WHAT IS BEING ASKED:
In the material below, write out again everything from the line containing "[locate] the green" down to the line containing "x=102, y=339", both ends included and the requests kept. Shift every x and y coordinate in the answers by 127, and leave the numbers in the requests and their sample formats as they are.

** Start DATA EXTRACT **

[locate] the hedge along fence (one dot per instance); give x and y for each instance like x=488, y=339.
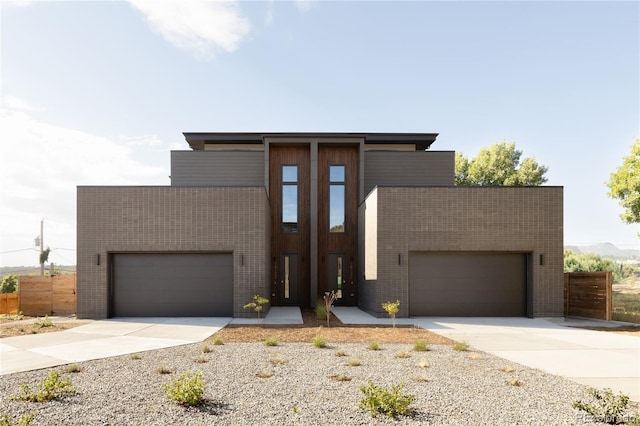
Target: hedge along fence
x=9, y=303
x=47, y=295
x=588, y=294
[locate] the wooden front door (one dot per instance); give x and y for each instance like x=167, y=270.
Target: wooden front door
x=289, y=198
x=338, y=185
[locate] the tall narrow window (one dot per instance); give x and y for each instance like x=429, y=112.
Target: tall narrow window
x=290, y=199
x=336, y=198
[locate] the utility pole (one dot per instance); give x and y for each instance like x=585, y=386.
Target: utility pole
x=41, y=247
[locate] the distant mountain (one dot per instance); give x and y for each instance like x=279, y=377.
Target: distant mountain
x=604, y=250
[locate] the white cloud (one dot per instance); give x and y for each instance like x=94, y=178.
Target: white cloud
x=41, y=168
x=197, y=26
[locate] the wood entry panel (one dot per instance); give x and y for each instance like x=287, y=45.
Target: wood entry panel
x=293, y=243
x=338, y=242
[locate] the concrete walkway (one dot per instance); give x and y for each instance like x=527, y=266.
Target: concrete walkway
x=594, y=358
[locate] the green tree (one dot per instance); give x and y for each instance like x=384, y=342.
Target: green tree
x=624, y=185
x=9, y=284
x=499, y=165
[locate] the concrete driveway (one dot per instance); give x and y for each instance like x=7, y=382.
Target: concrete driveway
x=595, y=358
x=102, y=339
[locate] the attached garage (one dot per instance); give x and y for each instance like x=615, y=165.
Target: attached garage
x=172, y=285
x=468, y=284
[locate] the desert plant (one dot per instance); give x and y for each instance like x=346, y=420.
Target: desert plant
x=73, y=368
x=43, y=322
x=460, y=346
x=164, y=370
x=329, y=299
x=49, y=388
x=606, y=407
x=320, y=341
x=271, y=341
x=392, y=309
x=420, y=346
x=264, y=374
x=354, y=362
x=320, y=310
x=389, y=401
x=186, y=389
x=256, y=304
x=9, y=284
x=24, y=420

** End DATA EXTRACT **

TASK SOLUTION:
[locate] the green tree (one dot per instance); give x and y for each instance like x=384, y=342.
Target: green tree
x=751, y=312
x=136, y=411
x=626, y=292
[locate] the concrete driveway (one dot per instance); give x and y for each instance like x=7, y=382.
Target: concrete driveway
x=722, y=485
x=229, y=466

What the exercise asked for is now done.